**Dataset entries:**

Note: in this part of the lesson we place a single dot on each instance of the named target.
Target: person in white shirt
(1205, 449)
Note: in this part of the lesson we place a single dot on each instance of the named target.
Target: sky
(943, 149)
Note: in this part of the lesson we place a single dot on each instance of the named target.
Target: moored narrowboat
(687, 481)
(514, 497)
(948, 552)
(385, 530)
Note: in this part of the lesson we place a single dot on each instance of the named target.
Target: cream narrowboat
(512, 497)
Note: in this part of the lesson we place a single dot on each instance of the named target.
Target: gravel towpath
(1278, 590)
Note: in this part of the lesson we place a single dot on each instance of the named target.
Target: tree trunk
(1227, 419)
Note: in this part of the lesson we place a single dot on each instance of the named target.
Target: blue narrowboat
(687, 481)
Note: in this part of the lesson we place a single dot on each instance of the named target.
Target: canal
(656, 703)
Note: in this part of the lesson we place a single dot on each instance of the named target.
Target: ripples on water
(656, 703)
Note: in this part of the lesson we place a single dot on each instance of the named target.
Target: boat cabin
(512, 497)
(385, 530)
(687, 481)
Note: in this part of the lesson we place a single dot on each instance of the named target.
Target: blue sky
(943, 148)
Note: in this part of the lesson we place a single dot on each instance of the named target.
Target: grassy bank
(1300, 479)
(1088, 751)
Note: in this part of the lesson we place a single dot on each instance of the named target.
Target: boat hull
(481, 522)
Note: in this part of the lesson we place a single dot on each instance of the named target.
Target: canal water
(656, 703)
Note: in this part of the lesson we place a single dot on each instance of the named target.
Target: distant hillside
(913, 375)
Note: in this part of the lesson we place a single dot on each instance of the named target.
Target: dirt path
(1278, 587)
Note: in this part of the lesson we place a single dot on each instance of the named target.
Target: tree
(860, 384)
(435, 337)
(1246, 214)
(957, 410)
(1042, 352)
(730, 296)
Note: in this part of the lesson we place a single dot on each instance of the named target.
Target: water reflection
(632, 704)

**TASK OBJECTIVE:** What you return must be the entries, given again word for word.

**SOLUTION:**
Note: in this part of the lesson we place a single dot on each instance of the named target.
Target: person in white shirt
(1205, 449)
Note: in this part of the lesson we place a single dot on each instance of the named target.
Target: sky
(943, 149)
Note: in this part of the lesson we place a single dot on each instance of the named target.
Target: moored narrowboat
(687, 481)
(514, 497)
(948, 552)
(385, 530)
Note: in this part of the lesson we place a single dot on each instance of the named target.
Target: cream narrowboat
(512, 497)
Note: in this part of the lesson we place a single dot on each instance of the named target.
Target: gravel towpath
(1278, 590)
Note: in this part of the lesson we place a single dot on each instance of the named target.
Target: tree trunk
(1227, 419)
Note: in this part of the lesson we place a single dot on each instance of the named target.
Target: blue narrowboat
(687, 481)
Note: in this part of the lesson we place a single dot on each instance of the named target.
Target: canal
(656, 703)
Note: in this part of the lesson we place a single dot on each instance of the named target.
Target: ripples on water
(656, 703)
Note: in this part of the lesson we place a single dot on each instance of the named target.
Target: boat cabin
(512, 497)
(385, 530)
(687, 481)
Note: in this part of the lesson we place a single dot on each instance of the named target.
Target: blue sky
(943, 148)
Note: in this part of the lesson we place a single dot on each instance of the named target.
Target: grassy bank
(1300, 479)
(1088, 751)
Note: in this part of the lesson we place a single dot on each instance of the named target.
Target: boat hull
(481, 522)
Note: in this part of the lesson we place a single dot on each instance of the named target.
Target: canal water
(656, 703)
Note: in this part of the lesson we place a single dot on each instance of the named target.
Target: distant hillside
(913, 375)
Note: in this part of the lesson we place a single dot on each instance of the named target.
Target: dirt path
(1278, 587)
Note: in this part of the lesson we place a single dot on each instance of the named target.
Target: tree
(860, 384)
(435, 337)
(1246, 214)
(957, 410)
(1042, 352)
(730, 296)
Note: in this part of the lesson we place a single dot on each instance of the named target.
Target: water reflection
(632, 704)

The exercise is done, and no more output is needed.